◆ Instrucción 1:
Resume en dos oraciones el texto sobre el imperio británico y la República estadounidense.
◆ Instrucción 2:
Escribe la continuación del texto sobre el imperio británico y la República estadounidense a partir de su última oración.

◆ Texto dado:

El primer imperio que marcó las directrices de la industrialización moderna indudablemente fue el imperio británico. Por consiguiente, la primacía y permanencia de dicho imperio dependía en gran medida de que su hegemonía económica no fuera superada por un modelo de desarrollo industrial superior. Sin embargo, los ojos del mundo estaban puestos al otro lado del Atlántico Norte, donde una antigua colonia británica había derrotado aquel imperio, enarbolando ideales democráticos y nuevo modelo económico que quería dejar de lado al feudalismo.
El primer secretario del Tesoro de los Estados Unidos, Alexander Hamilton, lo explica de manera muy detallada en los Papeles Federalistas, de que: los ojos del mundo estaban puesto sobre la República estadounidense después de sellar su victoria sobre el imperio británico en el año 1783. Asimismo, la corona británica y sus aliados que compartían su visión autocrática, entendieron que el proceso revolucionario estadounidense estaba destinado al fracaso. Por tal razón, hicieron lo indecible para que así fuera desde guerras económicas hasta el financiamiento de revueltas populares y ataques a los indígenas. De igual manera, aquellas naciones que sufrían el yugo opresor británico albergaban la esperanza de que el proceso revolucionario estadounidense saldría triunfante de sus primeras etapas de tribulaciones.

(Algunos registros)
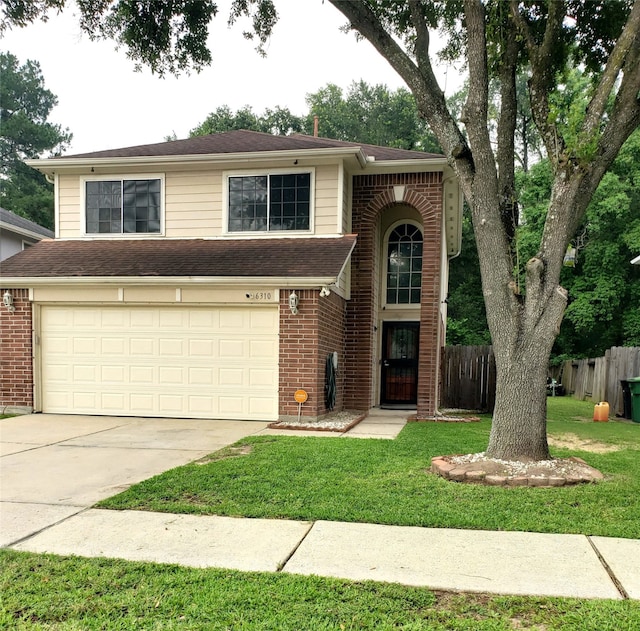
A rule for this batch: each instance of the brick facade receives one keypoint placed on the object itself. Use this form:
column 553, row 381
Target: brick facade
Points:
column 372, row 195
column 16, row 372
column 305, row 341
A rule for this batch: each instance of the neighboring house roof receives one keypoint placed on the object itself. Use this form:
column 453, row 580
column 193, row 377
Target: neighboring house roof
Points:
column 243, row 141
column 22, row 226
column 299, row 258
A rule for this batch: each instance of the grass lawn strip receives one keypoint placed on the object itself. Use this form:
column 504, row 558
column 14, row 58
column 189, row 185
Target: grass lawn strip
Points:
column 387, row 482
column 70, row 593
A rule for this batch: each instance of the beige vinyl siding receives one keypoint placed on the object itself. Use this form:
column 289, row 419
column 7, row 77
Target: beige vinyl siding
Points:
column 70, row 213
column 193, row 204
column 346, row 204
column 326, row 199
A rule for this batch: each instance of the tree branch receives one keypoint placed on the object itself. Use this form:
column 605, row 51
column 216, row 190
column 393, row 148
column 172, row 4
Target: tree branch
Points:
column 623, row 48
column 506, row 130
column 542, row 71
column 419, row 78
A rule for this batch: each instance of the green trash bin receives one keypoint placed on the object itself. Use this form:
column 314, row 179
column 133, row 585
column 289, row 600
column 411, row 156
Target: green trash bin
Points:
column 634, row 386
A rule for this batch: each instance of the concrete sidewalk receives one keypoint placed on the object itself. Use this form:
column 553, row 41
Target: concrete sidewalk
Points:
column 54, row 468
column 460, row 560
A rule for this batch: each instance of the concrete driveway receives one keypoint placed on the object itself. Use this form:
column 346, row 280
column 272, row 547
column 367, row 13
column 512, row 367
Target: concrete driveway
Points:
column 53, row 466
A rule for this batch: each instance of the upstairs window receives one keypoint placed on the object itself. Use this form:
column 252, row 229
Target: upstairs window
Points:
column 404, row 265
column 123, row 206
column 263, row 203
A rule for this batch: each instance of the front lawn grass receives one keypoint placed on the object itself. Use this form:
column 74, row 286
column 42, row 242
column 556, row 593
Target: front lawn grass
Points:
column 70, row 593
column 387, row 482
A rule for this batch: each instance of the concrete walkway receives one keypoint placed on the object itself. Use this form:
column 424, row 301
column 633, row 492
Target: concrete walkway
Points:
column 54, row 468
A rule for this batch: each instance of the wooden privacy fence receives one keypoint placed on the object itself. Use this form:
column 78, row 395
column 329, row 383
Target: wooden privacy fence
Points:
column 599, row 379
column 468, row 378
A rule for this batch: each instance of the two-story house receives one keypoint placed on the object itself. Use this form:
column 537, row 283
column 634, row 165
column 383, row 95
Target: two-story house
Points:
column 214, row 277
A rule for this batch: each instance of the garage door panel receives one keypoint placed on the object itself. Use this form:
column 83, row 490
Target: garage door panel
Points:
column 167, row 361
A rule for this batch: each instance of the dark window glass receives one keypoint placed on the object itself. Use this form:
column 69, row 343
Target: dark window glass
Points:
column 123, row 206
column 404, row 265
column 273, row 202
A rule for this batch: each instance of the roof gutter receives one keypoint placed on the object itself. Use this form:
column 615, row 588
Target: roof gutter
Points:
column 23, row 231
column 53, row 165
column 218, row 281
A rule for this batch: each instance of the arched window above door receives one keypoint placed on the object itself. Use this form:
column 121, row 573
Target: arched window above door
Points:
column 404, row 265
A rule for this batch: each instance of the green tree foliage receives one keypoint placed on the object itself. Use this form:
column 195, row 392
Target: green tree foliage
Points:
column 25, row 105
column 279, row 121
column 370, row 114
column 495, row 38
column 604, row 288
column 366, row 113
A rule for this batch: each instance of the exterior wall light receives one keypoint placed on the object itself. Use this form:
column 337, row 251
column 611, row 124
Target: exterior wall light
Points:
column 7, row 301
column 294, row 300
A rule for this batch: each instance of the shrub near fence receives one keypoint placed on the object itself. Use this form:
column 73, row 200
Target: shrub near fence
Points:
column 599, row 379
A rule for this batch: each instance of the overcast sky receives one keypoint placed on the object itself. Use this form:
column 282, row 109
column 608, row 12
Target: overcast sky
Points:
column 106, row 104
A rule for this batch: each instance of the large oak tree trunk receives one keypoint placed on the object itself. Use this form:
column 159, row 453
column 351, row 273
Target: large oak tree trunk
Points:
column 523, row 317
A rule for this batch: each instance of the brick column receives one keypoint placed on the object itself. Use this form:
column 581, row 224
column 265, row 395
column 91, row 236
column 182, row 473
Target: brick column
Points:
column 16, row 352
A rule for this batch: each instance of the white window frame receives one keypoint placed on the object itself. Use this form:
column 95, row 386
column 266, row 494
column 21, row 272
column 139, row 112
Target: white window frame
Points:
column 268, row 172
column 383, row 280
column 121, row 177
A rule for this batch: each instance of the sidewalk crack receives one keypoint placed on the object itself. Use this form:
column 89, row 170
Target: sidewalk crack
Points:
column 609, row 571
column 283, row 563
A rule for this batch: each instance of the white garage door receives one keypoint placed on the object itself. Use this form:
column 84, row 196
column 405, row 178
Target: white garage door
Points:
column 184, row 362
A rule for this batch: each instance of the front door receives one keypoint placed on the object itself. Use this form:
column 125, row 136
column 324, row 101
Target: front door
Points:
column 399, row 363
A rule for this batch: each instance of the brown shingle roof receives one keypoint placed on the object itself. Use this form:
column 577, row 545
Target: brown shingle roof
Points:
column 244, row 141
column 294, row 257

◆ Respuesta final 1:
El imperio británico fue el primero en marcar las directrices de la industrialización moderna, y su primacía dependía de que ningún modelo industrial superior superara su hegemonía económica; sin embargo, el mundo miraba a la antigua colonia que lo había derrotado enarbolando ideales democráticos y un nuevo modelo económico. Alexander Hamilton señala en los Papeles Federalistas que los ojos del mundo estaban puestos en la República estadounidense tras su victoria de 1783, y la corona británica y sus aliados hicieron lo indecible para que fracasara, desde guerras económicas hasta ataques a los indígenas, mientras las naciones oprimidas por los británicos esperaban su triunfo.

◆ Respuesta final 2:
La visión de economía política de Alexander Hamilton tenía un contraste muy marcado con la visión de desarrollo del imperio británico para sus colonias y excolonias. En su informe sobre los fabricantes o Report on Manufacturers, Hamilton, explica de manera detallada que la naciente república necesitaba crear un Banco Nacional para así apalancar la deuda contraída por el país durante la Guerra de independencia, para que de esta manera el país pudiera emitir deuda soberana a una tasa óptima para financiar la agroindustria, manufactura, infraestructura, y los avances tecnológicos. Según esboza Hamilton en este informe, estos son los catalizadores principales para el desarrollo del naciente Estado, para no depender exclusivamente de las exportaciones de materias primas al imperio británico. De acuerdo con su visión, una política monetaria enfocada a favorecer al gran capital financiero haría de la nueva nación norteamericana, un país dependiente del imperio británico, y una nación agrícola esclavista hasta la eternidad.
La influencia del ideario económico de Hamilton facilitó el desarrollo industrial de otras naciones, debilitando así, no solo el papel hegemónico que ejercía el imperio británico sobre el capitalismo global sino también su impronta geopolítica imperial. En el caso de Alemania, debido a la fragmentación territorial de inicios del siglo XIX, fue de los últimos países de Europa Occidental en experimentar los avances de la Revolución industrial, adoptó la política económica de Hamilton, que fue conocida por los alemanes a través del profesor Friedrich List y Henry Carey. Tras conocer del pensamiento económico de Hamilton, sembraron el germen que permitió el proyecto de industrialización e independencia del imperio británico, facilitando el crédito gubernamental a favor del desarrollo industrial.
En el caso de Rusia, las ideas de Hamilton llegaron al país euroasiático en 1807, a través de su ministro de Finanzas, D.A. Guryev. Un poco mas tarde el escritor ruso, V. Malinovsky, describió el plan económico de Hamilton como perfecto para la economía rusa dada las similitudes geográficas, climáticas y de recursos naturales entre ambas naciones. Sin embargo, en el caso la industrialización no llegó hasta después del triunfo de la Revolución bolchevique, específicamente en la era de Stalin, porque los oligarcas probritánicos sabotearon el proceso manteniendo altos aranceles por un espacio de 30 años, entre 1825 y 1855, sin reformar los cimientos de los sectores agrícolas e industrial. Y, de paso, minaron las buenas relaciones diplomáticas entre Rusia y los Estados Unidos, que en primera instancia fue de los primeros países del mundo en apoyar la causa de la Unión en la Guerra civil estadounidense.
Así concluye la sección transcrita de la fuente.